-- BEGIN Given records --
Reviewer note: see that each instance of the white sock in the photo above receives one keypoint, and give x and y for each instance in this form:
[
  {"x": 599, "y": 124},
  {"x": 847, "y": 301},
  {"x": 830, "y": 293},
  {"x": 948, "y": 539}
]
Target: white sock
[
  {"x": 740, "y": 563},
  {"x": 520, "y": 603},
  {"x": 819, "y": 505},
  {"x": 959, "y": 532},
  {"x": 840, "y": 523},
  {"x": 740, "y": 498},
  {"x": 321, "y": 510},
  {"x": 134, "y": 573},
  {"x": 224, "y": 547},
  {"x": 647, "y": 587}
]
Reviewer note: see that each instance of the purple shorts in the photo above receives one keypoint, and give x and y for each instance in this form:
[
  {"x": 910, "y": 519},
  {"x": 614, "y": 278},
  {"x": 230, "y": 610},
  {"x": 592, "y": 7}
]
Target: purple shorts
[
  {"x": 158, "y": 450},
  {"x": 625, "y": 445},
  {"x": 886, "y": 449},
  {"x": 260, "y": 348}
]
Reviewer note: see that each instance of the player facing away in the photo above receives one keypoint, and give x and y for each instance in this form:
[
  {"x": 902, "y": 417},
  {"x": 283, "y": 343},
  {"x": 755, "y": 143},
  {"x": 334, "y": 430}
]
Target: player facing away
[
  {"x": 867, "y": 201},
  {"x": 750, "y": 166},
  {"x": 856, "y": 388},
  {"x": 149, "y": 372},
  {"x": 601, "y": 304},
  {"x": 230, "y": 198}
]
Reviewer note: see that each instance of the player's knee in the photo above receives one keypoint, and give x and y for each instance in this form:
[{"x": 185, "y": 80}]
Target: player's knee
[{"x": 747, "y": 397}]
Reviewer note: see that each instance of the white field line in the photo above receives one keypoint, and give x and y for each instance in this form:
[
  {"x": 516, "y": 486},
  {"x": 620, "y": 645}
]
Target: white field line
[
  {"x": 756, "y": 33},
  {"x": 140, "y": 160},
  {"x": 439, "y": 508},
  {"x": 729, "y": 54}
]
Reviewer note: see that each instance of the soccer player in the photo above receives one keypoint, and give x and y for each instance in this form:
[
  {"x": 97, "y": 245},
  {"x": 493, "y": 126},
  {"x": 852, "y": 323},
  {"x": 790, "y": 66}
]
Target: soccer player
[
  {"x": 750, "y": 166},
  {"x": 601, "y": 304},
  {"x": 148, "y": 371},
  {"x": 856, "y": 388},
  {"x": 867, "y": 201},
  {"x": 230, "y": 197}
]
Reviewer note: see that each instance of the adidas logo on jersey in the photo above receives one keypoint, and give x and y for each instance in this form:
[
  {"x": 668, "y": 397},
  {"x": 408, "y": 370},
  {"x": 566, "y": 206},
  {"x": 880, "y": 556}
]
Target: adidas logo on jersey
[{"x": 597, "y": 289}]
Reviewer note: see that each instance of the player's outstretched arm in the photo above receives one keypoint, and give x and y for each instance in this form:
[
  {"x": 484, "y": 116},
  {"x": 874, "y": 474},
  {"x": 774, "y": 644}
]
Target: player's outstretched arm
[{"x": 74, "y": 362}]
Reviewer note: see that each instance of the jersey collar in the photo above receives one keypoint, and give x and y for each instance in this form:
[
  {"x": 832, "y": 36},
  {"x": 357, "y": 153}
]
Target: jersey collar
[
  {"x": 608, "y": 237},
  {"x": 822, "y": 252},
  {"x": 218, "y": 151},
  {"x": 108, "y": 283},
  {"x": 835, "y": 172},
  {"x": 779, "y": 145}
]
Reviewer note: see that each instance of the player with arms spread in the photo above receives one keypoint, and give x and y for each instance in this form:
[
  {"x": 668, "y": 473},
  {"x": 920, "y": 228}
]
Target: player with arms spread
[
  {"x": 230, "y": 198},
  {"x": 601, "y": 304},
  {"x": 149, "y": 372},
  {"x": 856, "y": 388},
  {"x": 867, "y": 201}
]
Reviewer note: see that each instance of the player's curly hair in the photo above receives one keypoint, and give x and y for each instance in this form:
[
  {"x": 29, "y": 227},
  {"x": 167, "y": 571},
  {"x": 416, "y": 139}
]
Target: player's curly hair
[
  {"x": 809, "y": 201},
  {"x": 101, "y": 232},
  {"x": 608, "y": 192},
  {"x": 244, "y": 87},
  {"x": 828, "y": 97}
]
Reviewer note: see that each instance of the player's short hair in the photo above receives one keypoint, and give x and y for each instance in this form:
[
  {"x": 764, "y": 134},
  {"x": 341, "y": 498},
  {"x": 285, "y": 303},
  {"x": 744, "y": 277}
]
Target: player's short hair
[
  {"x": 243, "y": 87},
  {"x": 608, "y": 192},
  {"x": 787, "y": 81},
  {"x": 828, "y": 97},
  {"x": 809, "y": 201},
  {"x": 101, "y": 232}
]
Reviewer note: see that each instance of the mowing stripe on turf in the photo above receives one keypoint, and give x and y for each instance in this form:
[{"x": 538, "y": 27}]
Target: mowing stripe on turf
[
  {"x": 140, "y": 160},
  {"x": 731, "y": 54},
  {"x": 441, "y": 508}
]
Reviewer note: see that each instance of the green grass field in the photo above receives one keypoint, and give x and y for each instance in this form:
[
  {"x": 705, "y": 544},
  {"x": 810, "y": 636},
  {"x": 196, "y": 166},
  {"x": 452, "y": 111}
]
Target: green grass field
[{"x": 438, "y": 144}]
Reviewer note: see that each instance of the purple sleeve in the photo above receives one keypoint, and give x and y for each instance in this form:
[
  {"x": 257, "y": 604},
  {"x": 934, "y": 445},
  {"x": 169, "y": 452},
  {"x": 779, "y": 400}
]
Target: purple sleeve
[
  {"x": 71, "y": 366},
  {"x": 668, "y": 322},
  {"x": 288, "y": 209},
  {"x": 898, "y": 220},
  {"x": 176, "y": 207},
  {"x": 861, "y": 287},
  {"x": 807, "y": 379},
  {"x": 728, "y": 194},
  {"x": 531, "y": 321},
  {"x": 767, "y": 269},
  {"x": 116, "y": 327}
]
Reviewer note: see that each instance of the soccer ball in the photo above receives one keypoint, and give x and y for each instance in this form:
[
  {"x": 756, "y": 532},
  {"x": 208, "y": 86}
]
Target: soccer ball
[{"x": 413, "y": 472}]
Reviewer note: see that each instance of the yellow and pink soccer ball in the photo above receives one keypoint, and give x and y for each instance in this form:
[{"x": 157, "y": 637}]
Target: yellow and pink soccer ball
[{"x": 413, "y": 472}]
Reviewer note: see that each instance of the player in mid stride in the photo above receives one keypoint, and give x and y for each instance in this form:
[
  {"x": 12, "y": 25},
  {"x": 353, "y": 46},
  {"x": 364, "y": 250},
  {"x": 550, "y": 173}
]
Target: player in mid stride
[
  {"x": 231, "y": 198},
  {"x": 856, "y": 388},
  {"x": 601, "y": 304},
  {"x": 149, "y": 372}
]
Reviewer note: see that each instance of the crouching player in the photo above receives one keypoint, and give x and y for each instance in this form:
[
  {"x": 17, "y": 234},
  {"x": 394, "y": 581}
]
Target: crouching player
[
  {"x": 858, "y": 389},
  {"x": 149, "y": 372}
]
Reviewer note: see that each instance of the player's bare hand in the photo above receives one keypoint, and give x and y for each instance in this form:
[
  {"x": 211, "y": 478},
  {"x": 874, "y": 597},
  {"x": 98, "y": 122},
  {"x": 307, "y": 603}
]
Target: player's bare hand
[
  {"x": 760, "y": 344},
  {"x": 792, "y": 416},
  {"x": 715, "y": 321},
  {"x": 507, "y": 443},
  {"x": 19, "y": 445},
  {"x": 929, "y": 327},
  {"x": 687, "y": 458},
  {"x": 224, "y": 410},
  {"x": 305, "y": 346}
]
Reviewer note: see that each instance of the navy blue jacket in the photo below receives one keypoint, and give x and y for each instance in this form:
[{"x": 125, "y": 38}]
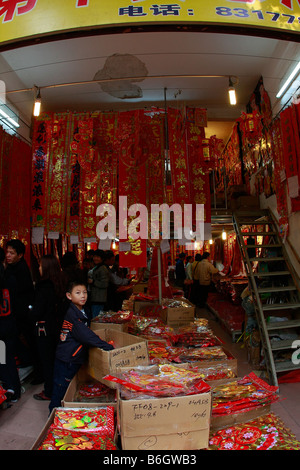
-- END Given records --
* [Aim] Count the lines of the material that contain the string "sock", with case treated as significant. State only the number.

* [Solution] 2